Filter the entries below, copying out every line that contains the string "jacket".
— BEGIN Listing —
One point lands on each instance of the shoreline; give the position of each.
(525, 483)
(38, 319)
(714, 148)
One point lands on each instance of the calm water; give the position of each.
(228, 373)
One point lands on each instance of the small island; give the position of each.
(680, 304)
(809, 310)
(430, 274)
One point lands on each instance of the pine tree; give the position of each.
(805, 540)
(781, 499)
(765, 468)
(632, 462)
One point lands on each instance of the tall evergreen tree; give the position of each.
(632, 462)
— END Listing —
— BEGIN Listing —
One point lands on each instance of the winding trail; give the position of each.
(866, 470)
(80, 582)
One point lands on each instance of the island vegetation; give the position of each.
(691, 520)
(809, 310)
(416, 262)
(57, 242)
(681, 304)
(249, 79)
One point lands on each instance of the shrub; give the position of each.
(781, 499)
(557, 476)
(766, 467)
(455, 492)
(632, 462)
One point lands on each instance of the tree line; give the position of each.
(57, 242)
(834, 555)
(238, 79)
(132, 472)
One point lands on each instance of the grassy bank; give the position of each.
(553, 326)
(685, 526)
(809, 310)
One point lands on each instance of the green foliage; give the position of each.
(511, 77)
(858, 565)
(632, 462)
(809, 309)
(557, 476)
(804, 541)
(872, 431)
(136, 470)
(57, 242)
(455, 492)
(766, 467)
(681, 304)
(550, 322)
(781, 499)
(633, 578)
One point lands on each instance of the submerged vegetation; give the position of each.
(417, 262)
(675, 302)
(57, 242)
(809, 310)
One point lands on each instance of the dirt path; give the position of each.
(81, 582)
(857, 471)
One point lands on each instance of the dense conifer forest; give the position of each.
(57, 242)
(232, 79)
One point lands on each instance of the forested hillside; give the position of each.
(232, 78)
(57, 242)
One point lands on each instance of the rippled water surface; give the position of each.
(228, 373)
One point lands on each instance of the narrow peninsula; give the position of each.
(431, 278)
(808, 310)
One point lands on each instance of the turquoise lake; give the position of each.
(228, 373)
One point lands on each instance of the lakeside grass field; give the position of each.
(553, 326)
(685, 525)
— END Listing —
— BEGIN Listing —
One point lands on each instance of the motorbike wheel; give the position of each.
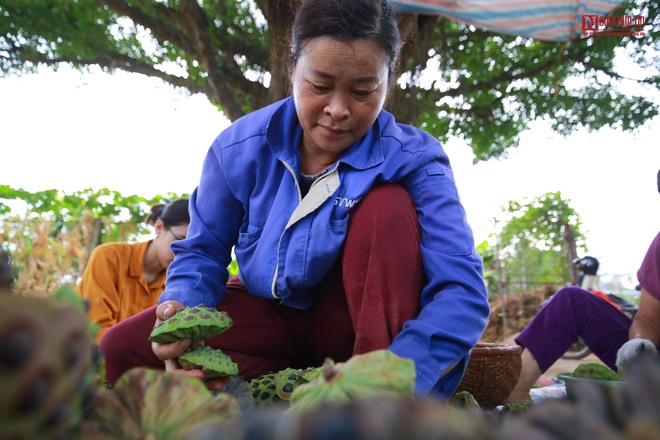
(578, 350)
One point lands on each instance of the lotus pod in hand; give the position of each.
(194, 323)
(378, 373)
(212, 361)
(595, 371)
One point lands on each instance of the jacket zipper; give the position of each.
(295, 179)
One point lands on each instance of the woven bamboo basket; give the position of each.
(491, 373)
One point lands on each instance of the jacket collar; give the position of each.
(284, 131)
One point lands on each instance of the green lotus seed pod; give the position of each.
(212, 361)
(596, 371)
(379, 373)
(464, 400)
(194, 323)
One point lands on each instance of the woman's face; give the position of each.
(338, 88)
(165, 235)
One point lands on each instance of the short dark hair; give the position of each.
— END Listing —
▶ Correct answer:
One point lands on each instance of the jacket zipper; give the position of each.
One point lands on each instance of the jacket collar; give the position of each.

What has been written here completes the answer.